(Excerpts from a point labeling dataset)
▬▬▬▬▬▬

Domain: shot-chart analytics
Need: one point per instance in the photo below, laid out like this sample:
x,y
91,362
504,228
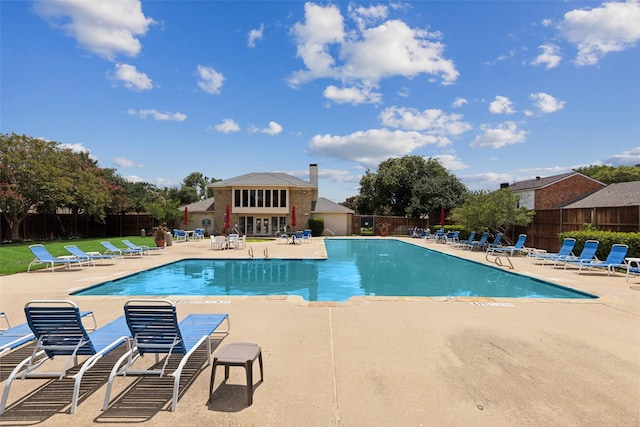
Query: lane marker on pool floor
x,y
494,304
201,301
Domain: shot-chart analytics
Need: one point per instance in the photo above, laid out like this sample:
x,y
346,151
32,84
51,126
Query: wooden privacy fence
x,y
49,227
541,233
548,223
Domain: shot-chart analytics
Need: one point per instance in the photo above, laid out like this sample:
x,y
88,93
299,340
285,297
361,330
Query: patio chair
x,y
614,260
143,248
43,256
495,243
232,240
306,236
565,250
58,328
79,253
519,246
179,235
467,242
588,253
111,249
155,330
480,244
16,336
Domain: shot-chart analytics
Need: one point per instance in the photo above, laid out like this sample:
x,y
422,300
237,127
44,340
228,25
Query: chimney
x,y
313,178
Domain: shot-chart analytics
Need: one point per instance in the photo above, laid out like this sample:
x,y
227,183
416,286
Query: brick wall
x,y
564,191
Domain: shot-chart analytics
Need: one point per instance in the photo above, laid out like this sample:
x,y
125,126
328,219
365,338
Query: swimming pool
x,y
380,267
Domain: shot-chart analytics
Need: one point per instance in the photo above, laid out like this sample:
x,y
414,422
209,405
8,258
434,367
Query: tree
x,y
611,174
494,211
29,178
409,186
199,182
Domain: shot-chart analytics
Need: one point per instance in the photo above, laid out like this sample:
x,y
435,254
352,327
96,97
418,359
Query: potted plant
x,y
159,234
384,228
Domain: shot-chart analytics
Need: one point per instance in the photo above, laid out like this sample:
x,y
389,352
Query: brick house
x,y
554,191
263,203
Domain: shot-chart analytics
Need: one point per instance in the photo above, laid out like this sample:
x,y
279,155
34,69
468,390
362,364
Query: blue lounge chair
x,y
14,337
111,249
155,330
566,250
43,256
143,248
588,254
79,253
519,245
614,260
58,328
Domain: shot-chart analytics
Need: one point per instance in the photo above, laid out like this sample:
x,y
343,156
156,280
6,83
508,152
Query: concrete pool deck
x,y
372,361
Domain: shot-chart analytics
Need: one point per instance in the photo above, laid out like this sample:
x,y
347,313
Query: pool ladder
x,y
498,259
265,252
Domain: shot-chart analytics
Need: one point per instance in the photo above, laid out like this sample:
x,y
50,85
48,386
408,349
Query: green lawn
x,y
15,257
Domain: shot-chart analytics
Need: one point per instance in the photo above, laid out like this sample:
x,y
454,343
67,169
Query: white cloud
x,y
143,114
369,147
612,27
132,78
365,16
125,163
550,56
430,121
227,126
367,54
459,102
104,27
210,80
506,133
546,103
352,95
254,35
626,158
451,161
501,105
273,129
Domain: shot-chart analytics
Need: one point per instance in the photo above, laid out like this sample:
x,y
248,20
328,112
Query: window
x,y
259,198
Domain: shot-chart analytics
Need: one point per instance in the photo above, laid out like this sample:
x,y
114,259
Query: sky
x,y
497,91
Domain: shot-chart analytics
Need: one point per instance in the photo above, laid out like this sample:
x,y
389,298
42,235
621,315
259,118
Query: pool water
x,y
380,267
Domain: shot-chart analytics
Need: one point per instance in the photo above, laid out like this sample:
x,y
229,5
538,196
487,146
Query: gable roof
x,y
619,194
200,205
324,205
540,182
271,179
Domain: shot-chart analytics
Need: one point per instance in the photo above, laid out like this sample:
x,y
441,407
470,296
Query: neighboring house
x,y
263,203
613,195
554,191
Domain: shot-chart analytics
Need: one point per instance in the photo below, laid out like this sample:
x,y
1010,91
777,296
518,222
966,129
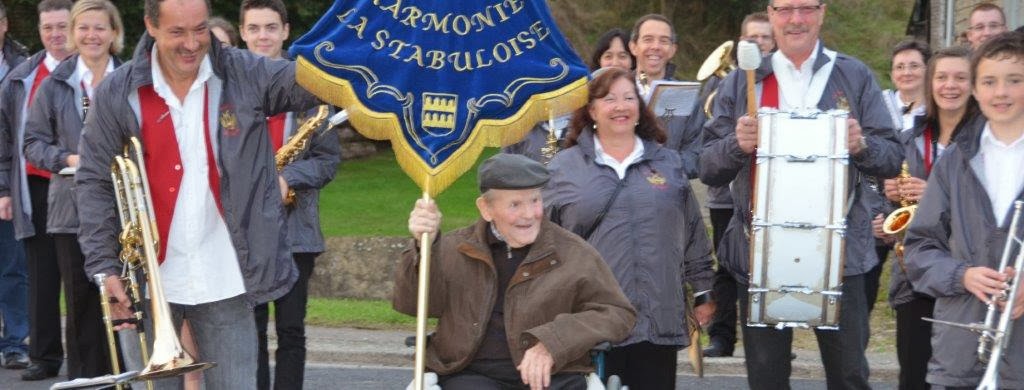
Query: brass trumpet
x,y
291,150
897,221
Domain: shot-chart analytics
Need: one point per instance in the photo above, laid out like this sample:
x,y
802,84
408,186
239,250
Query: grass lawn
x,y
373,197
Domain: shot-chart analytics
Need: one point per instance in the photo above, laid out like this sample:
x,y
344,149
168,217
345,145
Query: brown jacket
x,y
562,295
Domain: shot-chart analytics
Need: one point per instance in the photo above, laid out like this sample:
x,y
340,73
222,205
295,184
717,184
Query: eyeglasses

▬▬▬▬▬▬

• SHORT TASK
List every line of the material above that contains the string "pool", matching case exactly.

• SOLUTION BELOW
Query: lane marker on pool floor
Query: swimming pool
Query: concrete pool deck
Query: pool ladder
Query: pool water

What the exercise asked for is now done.